Could you give the records between the lines holding "Accessibility service: describe" and "579,0 -> 725,32", inclusive, as a two-column CSV with the headers text and answer? Use one row per record, and put each field in double quotes with its line breaks turned into spaces.

→ Source data
______________________________

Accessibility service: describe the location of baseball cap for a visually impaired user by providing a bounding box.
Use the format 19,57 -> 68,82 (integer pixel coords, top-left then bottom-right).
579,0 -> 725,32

______________________________

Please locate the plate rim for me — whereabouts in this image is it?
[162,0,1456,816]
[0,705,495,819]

______________________________

→ Result of the task
text,answer
"Accessibility service: describe the location of baseball cap for a visually impaired user by providing a bounding box. Use the format 19,57 -> 68,82 (integer pixel coords, top-left then bottom-right).","579,0 -> 725,32"